Aim -> Write out the full set of records below exactly.

◇ ◇ ◇ ◇

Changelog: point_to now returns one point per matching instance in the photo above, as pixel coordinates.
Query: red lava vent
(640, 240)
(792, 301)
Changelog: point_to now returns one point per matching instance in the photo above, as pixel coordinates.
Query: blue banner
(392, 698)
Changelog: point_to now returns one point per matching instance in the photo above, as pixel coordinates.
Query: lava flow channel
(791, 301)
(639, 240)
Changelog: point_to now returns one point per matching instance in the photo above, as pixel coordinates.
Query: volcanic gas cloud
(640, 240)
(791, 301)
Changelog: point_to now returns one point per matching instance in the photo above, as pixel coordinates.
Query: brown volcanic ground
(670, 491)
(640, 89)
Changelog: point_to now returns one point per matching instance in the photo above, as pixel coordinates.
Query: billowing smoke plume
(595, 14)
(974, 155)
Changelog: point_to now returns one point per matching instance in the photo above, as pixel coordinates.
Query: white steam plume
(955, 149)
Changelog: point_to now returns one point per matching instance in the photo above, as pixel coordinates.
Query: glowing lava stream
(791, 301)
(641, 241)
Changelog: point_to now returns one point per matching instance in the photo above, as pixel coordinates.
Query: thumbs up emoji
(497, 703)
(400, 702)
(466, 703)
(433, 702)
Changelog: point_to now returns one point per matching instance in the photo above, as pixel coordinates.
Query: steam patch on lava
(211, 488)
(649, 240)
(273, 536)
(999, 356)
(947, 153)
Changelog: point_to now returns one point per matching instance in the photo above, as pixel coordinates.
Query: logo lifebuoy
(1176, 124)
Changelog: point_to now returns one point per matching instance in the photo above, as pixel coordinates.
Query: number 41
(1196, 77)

◇ ◇ ◇ ◇

Task output ->
Changelog: point_to now returns one point per matching instance in the photo above, as pixel coordinates.
Query: red lava vent
(640, 240)
(792, 301)
Changelog: point_to now returns one point per matching instance in the photo above, as pixel coordinates.
Query: blue banner
(392, 698)
Changelog: point_to now returns one point per matching instance in the photo above, as pixel coordinates.
Query: lava flow channel
(791, 301)
(639, 240)
Changelog: point_to now returns one point per matching instance in the photo above, as pixel coordinates.
Query: volcanic gas cloud
(640, 240)
(791, 301)
Changelog: point_to now returns one point per matching instance in the photo above, as pixel coordinates.
Query: brown volcanic ground
(670, 491)
(640, 89)
Changelog: point_to now returns one point per matching instance in the photo above, as pixel coordinates.
Query: billowing smoke plume
(595, 14)
(974, 155)
Changelog: point_to now returns one point per matching instance in the photo above, as pixel coordinates.
Query: white steam plume
(955, 149)
Changelog: point_to now returns one point per matching instance in the photo above, as pixel coordinates.
Query: glowing lava stream
(791, 301)
(641, 241)
Changelog: point_to now returns one point per matching instance in the photo above, as pixel coordinates.
Query: thumbs up emoji
(497, 703)
(400, 702)
(466, 703)
(433, 702)
Changelog: point_to now returns one point per matching instance in the photo above, as pixel coordinates.
Query: steam patch on lava
(211, 488)
(649, 240)
(273, 536)
(999, 356)
(947, 153)
Changelog: point_to now returns one point per matching instance in the photo above, as pixel coordinates.
Query: logo lifebuoy
(1176, 124)
Changelog: point_to now returns one point per matching instance in the photo above, as pixel coordinates.
Query: number 41
(1196, 77)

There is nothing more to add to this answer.